- Exercise 1:
In the article about the Affordable Care Act presentation, what subject does Fontenot teach at Trinity University?
- Exercise 2:
Rewrite the passage of the article on the Affordable Care Act presentation between "Sarah Fontenot   Elena" and "and the public.", inclusive, with "Yoakum" swapped for "Cuero".

- Extract to read:
---

Affordable Care Act presentation attracts full house (w/video)

Dec. 4, 2013 at 6:04 a.m.
Updated Dec. 5, 2013 at 6:05 a.m.

Sarah Fontenot

Sarah Fontenot   Elena Watts for The Victoria Advocate

Barbara Threatt traveled from Yoakum to Citizens Medical Center in Victoria on Wednesday evening because she wanted to understand the Affordable Care Act.

"It's good the insurance companies have to straighten up their acts," Threatt said. "I'm not a big fan of the Affordable Care Act, but I'm less a fan of insurance companies."

The 63-year-old retired teacher attended Sarah Fontenot's presentation with almost 100 other Crossroads residents.

Fontenot, a nurse and attorney from Fredricksburg, teaches health law at Trinity University and across the country to physicians, nurses, health care executives and the public.

"All the good ideas that ever floated by administrations of all stripes were dropped into the Affordable Care Act," Fontenot said. "Truman was the first U.S. president who said the health care system needed to be reformed."

The health care marketplace, or exchange, is a website in which those not eligible for Medicare can shop for insurance.

The idea is that everyone has access to the best possible treatment, especially those with chronic diseases, Fontenot said.

"In 1965, Medicare was the end of America as we know it, with lots of significant pushback," Fontenot said. "Now, it is one of our plum programs - Medicare is hugely successful."

Fontenot concentrated on three advantages of the new law as well as three areas that have caused concern since the law's rollout.

"There's been so much bad news about the problems while no attention has been given to the advantages," Fontenot said.

On Jan. 1, three benefits of the new plan will take effect: the absence of pre-existing condition exclusions, the removal of lifetime coverage caps by insurance companies and the end of insurance companies dumping the insured when they become sick, Fontenot said.

On the other hand, the glitch-plagued website needs no introduction, Medicare recipients are fearful that the complications during the rollout might affect their coverage, and those insured are receiving notices canceling their insurance policies, she said.

"The Affordable Care Act sets minimum requirements for good insurance, and the policies dropped were not meeting those," Fontenot said. "The question should be, 'What was I paying for then?'"

The law will equalize federal and private Medicare programs. The Medicare Advantage Plans, offered through private companies, include extra benefits that cost the taxpayers, Fontenot said.

"The money that's coming out of Medicare - that's what they're talking about," Fontenot said.

Under the Affordable Care Act, health insurance prices are determined by zip code and age as well as risky behaviors such as smoking.

"Women used to pay more for insurance because we were considered more sickly," Fontenot said.

The Affordable Care Act is a way to hold insurance companies accountable, said Threatt.

---

- Supplied records:

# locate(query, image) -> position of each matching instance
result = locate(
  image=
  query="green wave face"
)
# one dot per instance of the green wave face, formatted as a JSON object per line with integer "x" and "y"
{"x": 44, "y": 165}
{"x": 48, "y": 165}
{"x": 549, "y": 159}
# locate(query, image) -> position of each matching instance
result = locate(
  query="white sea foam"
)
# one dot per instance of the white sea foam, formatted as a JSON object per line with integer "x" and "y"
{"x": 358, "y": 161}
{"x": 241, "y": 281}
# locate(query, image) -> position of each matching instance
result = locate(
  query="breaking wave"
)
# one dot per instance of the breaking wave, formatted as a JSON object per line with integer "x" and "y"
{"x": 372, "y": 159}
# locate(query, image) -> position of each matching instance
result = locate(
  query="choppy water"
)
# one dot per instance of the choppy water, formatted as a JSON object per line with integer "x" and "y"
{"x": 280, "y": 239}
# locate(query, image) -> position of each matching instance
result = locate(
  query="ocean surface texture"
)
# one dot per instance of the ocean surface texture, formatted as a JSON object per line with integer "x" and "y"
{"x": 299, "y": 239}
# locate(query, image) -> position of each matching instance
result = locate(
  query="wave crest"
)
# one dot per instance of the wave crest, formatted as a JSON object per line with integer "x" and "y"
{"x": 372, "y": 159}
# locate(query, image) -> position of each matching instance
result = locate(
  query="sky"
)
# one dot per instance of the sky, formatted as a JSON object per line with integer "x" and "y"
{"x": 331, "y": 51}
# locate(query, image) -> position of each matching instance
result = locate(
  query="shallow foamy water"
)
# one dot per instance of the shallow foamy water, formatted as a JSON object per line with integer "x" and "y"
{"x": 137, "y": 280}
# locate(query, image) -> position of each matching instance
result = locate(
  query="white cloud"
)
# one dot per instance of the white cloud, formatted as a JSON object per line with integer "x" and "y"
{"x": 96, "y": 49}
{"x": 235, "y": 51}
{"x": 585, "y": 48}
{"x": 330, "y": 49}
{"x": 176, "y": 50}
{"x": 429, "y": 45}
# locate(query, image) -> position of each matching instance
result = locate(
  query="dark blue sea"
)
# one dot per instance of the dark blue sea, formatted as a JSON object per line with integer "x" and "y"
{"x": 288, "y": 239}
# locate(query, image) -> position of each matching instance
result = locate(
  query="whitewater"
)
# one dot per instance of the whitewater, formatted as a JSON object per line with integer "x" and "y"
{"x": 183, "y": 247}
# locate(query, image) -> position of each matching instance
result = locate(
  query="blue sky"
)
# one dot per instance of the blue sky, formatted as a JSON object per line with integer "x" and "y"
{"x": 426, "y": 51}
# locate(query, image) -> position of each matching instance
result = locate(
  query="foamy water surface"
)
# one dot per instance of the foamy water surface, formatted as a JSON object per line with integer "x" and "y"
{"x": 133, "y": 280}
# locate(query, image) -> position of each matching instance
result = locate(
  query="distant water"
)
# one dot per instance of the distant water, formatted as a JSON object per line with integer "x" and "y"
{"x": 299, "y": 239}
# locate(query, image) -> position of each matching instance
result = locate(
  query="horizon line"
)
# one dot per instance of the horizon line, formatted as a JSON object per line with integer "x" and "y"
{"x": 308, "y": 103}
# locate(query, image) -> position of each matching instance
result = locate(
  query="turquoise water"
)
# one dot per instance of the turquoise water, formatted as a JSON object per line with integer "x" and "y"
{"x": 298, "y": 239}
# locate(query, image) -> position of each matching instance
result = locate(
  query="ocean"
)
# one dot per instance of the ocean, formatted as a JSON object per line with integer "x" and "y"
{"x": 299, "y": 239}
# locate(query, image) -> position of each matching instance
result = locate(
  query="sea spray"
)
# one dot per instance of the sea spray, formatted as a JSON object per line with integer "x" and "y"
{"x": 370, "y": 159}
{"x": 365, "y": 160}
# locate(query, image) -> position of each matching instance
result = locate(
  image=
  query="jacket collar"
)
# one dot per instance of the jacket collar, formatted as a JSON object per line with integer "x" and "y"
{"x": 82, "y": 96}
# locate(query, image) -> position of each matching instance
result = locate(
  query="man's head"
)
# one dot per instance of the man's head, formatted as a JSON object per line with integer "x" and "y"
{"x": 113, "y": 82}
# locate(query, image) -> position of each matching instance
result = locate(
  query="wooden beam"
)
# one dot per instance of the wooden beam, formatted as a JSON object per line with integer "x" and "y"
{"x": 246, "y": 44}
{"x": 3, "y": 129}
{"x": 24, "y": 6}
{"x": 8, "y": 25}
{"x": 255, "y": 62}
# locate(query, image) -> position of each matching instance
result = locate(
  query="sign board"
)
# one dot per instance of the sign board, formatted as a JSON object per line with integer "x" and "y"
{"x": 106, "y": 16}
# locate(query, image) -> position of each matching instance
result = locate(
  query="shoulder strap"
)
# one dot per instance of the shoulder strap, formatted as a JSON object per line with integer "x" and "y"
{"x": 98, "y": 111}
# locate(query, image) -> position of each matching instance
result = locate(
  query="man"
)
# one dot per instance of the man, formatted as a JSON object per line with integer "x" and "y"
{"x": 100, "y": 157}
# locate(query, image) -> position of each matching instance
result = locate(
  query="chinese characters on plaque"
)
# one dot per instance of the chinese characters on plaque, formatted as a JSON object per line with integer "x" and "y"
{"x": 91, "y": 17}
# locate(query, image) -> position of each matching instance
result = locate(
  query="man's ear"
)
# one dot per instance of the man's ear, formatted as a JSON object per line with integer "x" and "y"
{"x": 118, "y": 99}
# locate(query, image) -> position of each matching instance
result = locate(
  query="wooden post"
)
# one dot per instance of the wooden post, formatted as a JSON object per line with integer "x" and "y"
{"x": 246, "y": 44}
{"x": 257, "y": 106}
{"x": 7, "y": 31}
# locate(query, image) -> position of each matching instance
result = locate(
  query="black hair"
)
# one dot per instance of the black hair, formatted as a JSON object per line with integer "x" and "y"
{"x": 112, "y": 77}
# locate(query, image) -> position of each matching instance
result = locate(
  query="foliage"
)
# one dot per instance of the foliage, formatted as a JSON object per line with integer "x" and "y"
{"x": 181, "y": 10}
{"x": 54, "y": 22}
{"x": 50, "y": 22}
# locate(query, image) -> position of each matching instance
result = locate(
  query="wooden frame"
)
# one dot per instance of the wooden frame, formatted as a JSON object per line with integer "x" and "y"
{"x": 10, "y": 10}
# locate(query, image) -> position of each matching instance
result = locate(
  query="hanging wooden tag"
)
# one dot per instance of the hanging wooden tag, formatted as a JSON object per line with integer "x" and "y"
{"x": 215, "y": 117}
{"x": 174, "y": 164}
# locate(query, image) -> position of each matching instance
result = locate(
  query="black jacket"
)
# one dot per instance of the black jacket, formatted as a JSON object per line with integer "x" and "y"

---

- Task output 1:
Health law.

- Task output 2:
Sarah Fontenot   Elena Watts for The Victoria Advocate

Barbara Threatt traveled from Cuero to Citizens Medical Center in Victoria on Wednesday evening because she wanted to understand the Affordable Care Act.

"It's good the insurance companies have to straighten up their acts," Threatt said. "I'm not a big fan of the Affordable Care Act, but I'm less a fan of insurance companies."

The 63-year-old retired teacher attended Sarah Fontenot's presentation with almost 100 other Crossroads residents.

Fontenot, a nurse and attorney from Fredricksburg, teaches health law at Trinity University and across the country to physicians, nurses, health care executives and the public.